• _Directions for this task_
Transcribe the following records in full, exactly as shown.

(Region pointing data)
= = =

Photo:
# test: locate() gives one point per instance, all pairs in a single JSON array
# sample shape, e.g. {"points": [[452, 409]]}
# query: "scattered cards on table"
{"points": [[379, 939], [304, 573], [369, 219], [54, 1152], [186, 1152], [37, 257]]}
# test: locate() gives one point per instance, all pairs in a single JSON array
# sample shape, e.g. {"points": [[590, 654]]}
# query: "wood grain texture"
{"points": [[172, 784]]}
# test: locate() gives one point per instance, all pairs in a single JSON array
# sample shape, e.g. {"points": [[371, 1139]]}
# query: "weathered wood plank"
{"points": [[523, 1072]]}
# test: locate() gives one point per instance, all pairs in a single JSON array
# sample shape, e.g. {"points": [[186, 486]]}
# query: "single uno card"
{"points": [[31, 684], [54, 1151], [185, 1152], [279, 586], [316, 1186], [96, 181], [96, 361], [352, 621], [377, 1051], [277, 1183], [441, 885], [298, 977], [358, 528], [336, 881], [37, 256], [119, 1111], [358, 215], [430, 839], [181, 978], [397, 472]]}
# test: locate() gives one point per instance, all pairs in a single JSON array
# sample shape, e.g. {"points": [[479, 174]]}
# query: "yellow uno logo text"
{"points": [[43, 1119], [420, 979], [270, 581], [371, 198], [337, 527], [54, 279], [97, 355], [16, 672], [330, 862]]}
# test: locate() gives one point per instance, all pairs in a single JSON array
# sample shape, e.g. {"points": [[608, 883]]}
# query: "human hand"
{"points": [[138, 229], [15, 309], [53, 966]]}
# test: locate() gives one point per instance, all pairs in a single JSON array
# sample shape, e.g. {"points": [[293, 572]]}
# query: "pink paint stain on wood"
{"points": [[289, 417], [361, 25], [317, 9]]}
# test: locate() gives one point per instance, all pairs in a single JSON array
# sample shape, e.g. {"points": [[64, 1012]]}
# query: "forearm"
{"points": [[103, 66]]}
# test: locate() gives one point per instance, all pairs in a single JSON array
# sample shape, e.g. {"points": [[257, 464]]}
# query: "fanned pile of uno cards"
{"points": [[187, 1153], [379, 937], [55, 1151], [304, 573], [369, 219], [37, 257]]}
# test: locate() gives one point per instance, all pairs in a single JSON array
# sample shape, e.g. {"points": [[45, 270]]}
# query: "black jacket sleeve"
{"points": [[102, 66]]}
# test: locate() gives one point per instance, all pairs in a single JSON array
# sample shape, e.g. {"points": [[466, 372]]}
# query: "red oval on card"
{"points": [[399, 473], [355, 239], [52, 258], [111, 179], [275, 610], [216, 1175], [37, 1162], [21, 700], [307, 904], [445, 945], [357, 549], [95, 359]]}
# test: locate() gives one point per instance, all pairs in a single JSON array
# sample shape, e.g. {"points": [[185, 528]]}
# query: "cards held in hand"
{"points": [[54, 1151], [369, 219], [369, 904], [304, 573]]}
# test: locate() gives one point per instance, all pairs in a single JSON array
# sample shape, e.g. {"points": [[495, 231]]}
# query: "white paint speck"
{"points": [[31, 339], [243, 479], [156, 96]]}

= = =

• _Task result_
Photo:
# test: locate() gives one point per instance, all pairs in a single JSON array
# sample shape, e.g. {"points": [[452, 409]]}
# query: "scattered cards on table"
{"points": [[379, 939], [304, 573], [369, 219], [54, 1152], [186, 1152], [37, 257]]}
# test: locate() gives one point per instance, all pairs in a single JSON array
# sample shape, e.g. {"points": [[590, 654]]}
# query: "wood grain texture"
{"points": [[172, 784]]}
# test: locate() gives one point per instance, all pairs in a single JSON array
# sample shape, e.g. {"points": [[371, 1139]]}
# query: "weathered wood plank"
{"points": [[523, 1072]]}
# test: locate() gives one point per instance, all pairs in a single JSON array
# sample shape, e.g. {"points": [[186, 486]]}
# query: "single uno card"
{"points": [[31, 684], [54, 1151], [185, 1152], [279, 586], [316, 1186], [96, 181], [96, 361], [352, 621], [377, 1051], [277, 1183], [441, 885], [298, 977], [358, 528], [336, 881], [37, 256], [119, 1111], [358, 215], [430, 839], [181, 978], [397, 472]]}
# test: locate() gives one point per instance, all pairs in a single JSON array
# sample shape, e.g. {"points": [[479, 174]]}
# query: "yellow uno logo text"
{"points": [[43, 1119], [420, 979], [270, 581], [371, 198], [337, 527], [54, 279], [97, 355], [16, 672], [330, 862]]}
# test: locate() gives one point per instance, all pairs in a single JSON array
# sample shape, e.g. {"points": [[608, 883]]}
# query: "human hand"
{"points": [[138, 229], [15, 309], [53, 966]]}
# test: locate() gives one point per instance, all pairs in a single JSON array
# sample shape, e.g. {"points": [[293, 572]]}
# query: "pink paint stain on wood"
{"points": [[289, 417], [361, 25], [317, 9]]}
# test: locate() gives one point per instance, all pairs in a single JSON array
# sample shape, e.g. {"points": [[64, 1012]]}
# query: "forearm"
{"points": [[103, 66]]}
# test: locate() gives one point per instance, all pairs in a single JSON array
# sample shape, e.g. {"points": [[257, 464]]}
# query: "fanned pile of uno cards"
{"points": [[187, 1153], [379, 937], [55, 1151], [304, 573], [369, 219], [37, 257]]}
# test: locate() gives one point per instance, all pairs in a single JSON array
# sample shape, e.g. {"points": [[45, 270]]}
# query: "black jacket sleeve"
{"points": [[102, 66]]}
# test: locate() gives one point per instance, all pairs in a single JSON array
# sample shape, e.g. {"points": [[466, 372]]}
# query: "red oval on card"
{"points": [[399, 473], [355, 239], [52, 258], [111, 179], [275, 610], [216, 1175], [37, 1162], [21, 700], [307, 904], [445, 945], [357, 549], [95, 359]]}
# test: locate() gives one point per instance, all pairs in a single JSON array
# sample shape, e.g. {"points": [[185, 528]]}
# query: "cards held in hand"
{"points": [[54, 1151], [369, 219], [369, 904], [304, 573]]}
# test: locate() gives one point per instance, all pairs in a single JSON array
# sample shape, e.g. {"points": [[495, 231]]}
# query: "white paint speck"
{"points": [[31, 339], [243, 479], [156, 96]]}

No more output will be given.